# [WHAT IS NEEDED]
Every record must be reproduced exactly. Leave none out.
== Segment start ==
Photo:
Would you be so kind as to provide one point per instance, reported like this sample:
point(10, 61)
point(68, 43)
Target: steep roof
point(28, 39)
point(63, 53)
== Segment end ==
# [THE COMPLETED TASK]
Photo:
Would you be so kind as to provide one point per instance, reported like this sample:
point(10, 61)
point(68, 43)
Target: steep roof
point(28, 39)
point(63, 53)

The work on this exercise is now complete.